> **Set task**: Tally how many lines of the listing below contain the word "green", and reply with that number alone.

--- START OF The data ---

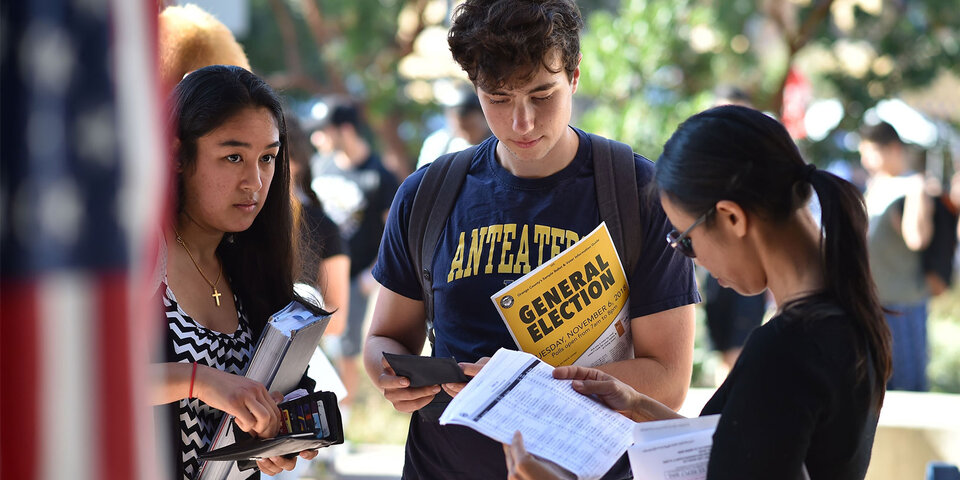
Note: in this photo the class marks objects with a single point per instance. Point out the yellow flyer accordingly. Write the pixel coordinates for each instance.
(572, 309)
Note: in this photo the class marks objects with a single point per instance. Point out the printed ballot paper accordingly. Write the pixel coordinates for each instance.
(676, 449)
(516, 391)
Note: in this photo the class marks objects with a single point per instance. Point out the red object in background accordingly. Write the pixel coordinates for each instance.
(797, 94)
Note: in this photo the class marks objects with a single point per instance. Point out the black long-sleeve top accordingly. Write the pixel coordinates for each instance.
(795, 397)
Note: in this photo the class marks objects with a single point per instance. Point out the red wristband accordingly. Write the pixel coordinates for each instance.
(192, 377)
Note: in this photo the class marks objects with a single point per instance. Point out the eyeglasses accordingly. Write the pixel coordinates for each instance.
(681, 241)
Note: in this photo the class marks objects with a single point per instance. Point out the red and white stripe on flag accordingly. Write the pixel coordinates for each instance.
(80, 198)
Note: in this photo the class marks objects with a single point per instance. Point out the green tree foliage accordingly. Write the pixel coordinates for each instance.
(648, 64)
(315, 48)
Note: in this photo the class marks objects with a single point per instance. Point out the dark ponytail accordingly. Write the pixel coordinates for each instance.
(846, 271)
(742, 155)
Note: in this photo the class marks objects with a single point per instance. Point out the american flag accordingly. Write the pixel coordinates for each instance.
(81, 185)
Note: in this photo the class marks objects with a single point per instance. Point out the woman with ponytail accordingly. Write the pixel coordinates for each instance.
(806, 392)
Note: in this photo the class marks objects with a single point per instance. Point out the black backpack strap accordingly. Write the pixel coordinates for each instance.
(618, 197)
(431, 207)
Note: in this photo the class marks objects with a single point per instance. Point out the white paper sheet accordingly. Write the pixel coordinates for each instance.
(676, 449)
(517, 392)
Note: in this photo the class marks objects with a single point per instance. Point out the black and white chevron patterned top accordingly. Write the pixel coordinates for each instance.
(194, 343)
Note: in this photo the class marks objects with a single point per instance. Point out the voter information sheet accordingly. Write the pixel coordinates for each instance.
(677, 449)
(516, 391)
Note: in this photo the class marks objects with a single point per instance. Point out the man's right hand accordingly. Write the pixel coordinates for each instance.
(398, 391)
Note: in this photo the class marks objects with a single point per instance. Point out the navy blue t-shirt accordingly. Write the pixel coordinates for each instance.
(502, 227)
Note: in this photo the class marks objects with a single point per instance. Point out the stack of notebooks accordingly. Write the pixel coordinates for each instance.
(309, 422)
(279, 362)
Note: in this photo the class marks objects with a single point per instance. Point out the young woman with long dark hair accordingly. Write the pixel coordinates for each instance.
(806, 391)
(229, 258)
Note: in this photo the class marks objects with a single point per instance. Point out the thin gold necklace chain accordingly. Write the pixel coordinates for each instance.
(213, 285)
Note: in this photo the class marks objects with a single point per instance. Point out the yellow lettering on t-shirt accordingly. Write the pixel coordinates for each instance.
(523, 255)
(506, 246)
(557, 241)
(456, 266)
(476, 249)
(494, 233)
(541, 236)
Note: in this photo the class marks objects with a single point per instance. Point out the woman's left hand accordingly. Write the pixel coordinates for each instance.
(523, 466)
(274, 465)
(470, 370)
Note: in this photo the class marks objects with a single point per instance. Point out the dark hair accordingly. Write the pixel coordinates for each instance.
(502, 41)
(259, 261)
(881, 133)
(469, 103)
(739, 154)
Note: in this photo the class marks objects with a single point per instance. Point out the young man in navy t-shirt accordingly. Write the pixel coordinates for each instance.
(529, 194)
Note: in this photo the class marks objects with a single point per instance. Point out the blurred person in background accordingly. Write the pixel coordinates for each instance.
(901, 227)
(324, 255)
(804, 399)
(465, 126)
(730, 316)
(356, 191)
(190, 38)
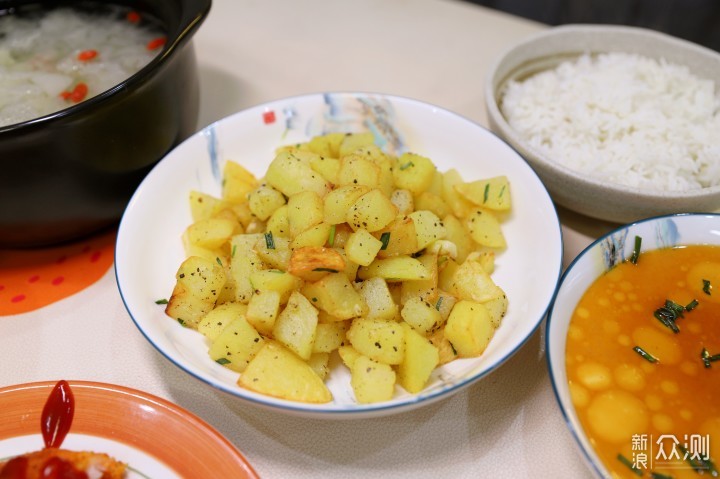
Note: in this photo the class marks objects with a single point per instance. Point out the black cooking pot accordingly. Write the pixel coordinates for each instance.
(71, 173)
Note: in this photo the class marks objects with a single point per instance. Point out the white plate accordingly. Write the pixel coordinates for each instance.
(149, 248)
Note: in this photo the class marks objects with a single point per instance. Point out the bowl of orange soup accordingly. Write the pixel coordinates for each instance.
(633, 348)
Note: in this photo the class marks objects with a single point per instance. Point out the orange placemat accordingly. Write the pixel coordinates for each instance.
(31, 279)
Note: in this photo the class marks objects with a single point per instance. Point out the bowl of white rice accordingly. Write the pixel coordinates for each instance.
(621, 123)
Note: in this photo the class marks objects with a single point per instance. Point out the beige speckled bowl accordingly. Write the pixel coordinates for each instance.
(581, 192)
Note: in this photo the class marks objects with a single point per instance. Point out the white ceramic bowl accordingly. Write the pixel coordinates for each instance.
(579, 191)
(594, 261)
(149, 248)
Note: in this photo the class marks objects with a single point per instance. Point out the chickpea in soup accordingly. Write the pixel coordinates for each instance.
(643, 364)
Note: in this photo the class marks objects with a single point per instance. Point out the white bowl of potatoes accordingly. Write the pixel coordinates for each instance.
(339, 255)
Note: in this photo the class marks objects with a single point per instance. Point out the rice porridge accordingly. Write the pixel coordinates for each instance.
(53, 59)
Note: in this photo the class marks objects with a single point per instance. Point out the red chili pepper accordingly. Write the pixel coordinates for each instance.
(133, 17)
(57, 414)
(156, 43)
(15, 468)
(79, 93)
(87, 55)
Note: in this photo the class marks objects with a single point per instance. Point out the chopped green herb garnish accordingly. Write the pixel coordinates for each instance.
(649, 357)
(269, 241)
(636, 250)
(331, 237)
(385, 239)
(707, 359)
(669, 314)
(629, 464)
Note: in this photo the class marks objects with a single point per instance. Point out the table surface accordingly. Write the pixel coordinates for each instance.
(252, 51)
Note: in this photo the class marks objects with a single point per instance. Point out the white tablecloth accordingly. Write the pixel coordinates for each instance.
(251, 51)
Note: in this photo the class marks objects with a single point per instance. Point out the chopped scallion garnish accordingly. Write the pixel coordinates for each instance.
(707, 287)
(385, 239)
(636, 250)
(269, 241)
(647, 356)
(331, 237)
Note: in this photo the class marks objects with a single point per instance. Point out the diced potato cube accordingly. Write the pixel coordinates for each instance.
(329, 336)
(377, 295)
(264, 200)
(396, 268)
(400, 236)
(320, 363)
(372, 381)
(428, 227)
(484, 228)
(278, 223)
(492, 193)
(472, 282)
(432, 202)
(312, 262)
(211, 232)
(403, 201)
(460, 206)
(335, 295)
(275, 280)
(355, 170)
(317, 236)
(372, 211)
(262, 310)
(362, 247)
(378, 339)
(290, 174)
(212, 324)
(236, 345)
(421, 315)
(414, 173)
(295, 325)
(469, 328)
(337, 203)
(278, 372)
(198, 284)
(305, 210)
(421, 359)
(348, 355)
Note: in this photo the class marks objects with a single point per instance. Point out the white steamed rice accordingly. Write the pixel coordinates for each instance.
(38, 59)
(624, 118)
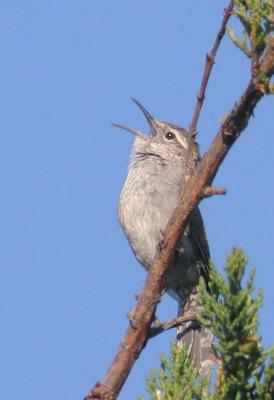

--- END OF The data ---

> **Problem solution**: 2